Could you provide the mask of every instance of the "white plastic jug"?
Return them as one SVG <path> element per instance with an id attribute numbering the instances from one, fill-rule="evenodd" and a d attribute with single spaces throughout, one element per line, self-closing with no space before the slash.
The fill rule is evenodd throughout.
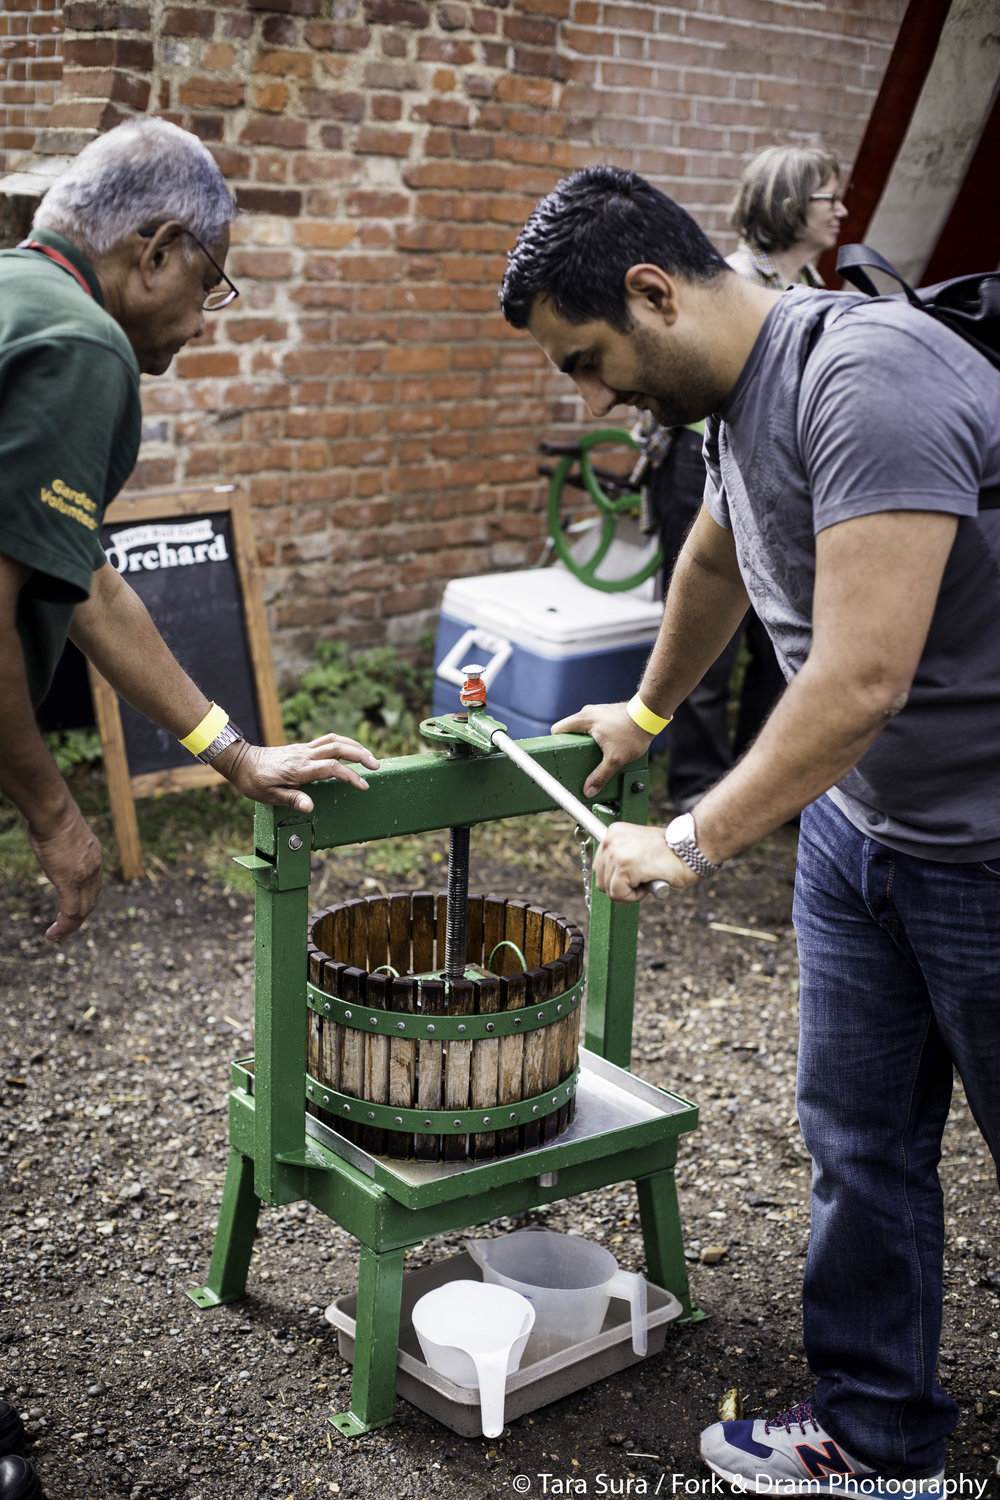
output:
<path id="1" fill-rule="evenodd" d="M 507 1376 L 521 1363 L 535 1311 L 505 1286 L 447 1281 L 413 1305 L 424 1359 L 454 1385 L 479 1388 L 483 1436 L 503 1432 Z"/>
<path id="2" fill-rule="evenodd" d="M 466 1240 L 487 1282 L 527 1297 L 535 1309 L 528 1359 L 546 1359 L 601 1331 L 612 1297 L 632 1315 L 632 1348 L 646 1353 L 646 1280 L 619 1271 L 610 1250 L 551 1229 L 519 1229 L 495 1240 Z"/>

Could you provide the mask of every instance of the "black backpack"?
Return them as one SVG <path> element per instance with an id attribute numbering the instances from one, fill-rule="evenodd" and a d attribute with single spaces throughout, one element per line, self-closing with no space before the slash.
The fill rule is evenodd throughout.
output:
<path id="1" fill-rule="evenodd" d="M 996 370 L 1000 370 L 1000 272 L 981 271 L 975 276 L 956 276 L 939 281 L 936 286 L 914 288 L 877 250 L 867 245 L 842 245 L 837 255 L 837 270 L 860 292 L 869 297 L 882 293 L 865 274 L 864 267 L 882 271 L 898 281 L 902 295 L 912 307 L 929 313 L 957 333 L 966 343 L 978 349 Z M 897 295 L 899 295 L 897 293 Z M 1000 486 L 979 492 L 980 510 L 1000 509 Z"/>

────────────────────────────────────────

*WHAT THE EXERCISE ASKS*
Reproduce the complete set of records verbatim and omit the pictures.

*RESPONSE TO THIS TASK*
Could you provide the mask of every instance of the "white plastic jug"?
Return them as one SVG <path> element per instance with an id attribute numbering the instances from one, fill-rule="evenodd" and a d attribute with single spaces throughout, one element per line, self-closing with no space before the slash.
The fill rule is evenodd throughout.
output:
<path id="1" fill-rule="evenodd" d="M 507 1376 L 521 1363 L 535 1311 L 505 1286 L 447 1281 L 413 1305 L 424 1359 L 454 1385 L 479 1388 L 483 1436 L 503 1432 Z"/>
<path id="2" fill-rule="evenodd" d="M 466 1240 L 487 1282 L 527 1297 L 535 1309 L 528 1359 L 546 1359 L 601 1331 L 612 1297 L 632 1315 L 632 1348 L 646 1353 L 646 1280 L 619 1271 L 610 1250 L 551 1229 L 519 1229 L 495 1240 Z"/>

Could you provide the mask of every instance of the "black backpack"?
Return them as one SVG <path> element per instance with an id attribute numbering the instances from one, fill-rule="evenodd" and a d attribute with single spaces throughout, one element per line, self-closing with no space before the slash.
The fill rule is evenodd throughout.
output:
<path id="1" fill-rule="evenodd" d="M 996 370 L 1000 370 L 1000 272 L 981 271 L 975 276 L 956 276 L 939 281 L 936 286 L 914 288 L 877 250 L 867 245 L 842 245 L 837 255 L 837 270 L 860 292 L 869 297 L 882 293 L 865 274 L 864 267 L 882 271 L 898 281 L 902 295 L 912 307 L 929 313 L 957 333 L 966 343 L 978 349 Z M 897 295 L 899 295 L 897 293 Z M 1000 486 L 979 492 L 980 510 L 1000 509 Z"/>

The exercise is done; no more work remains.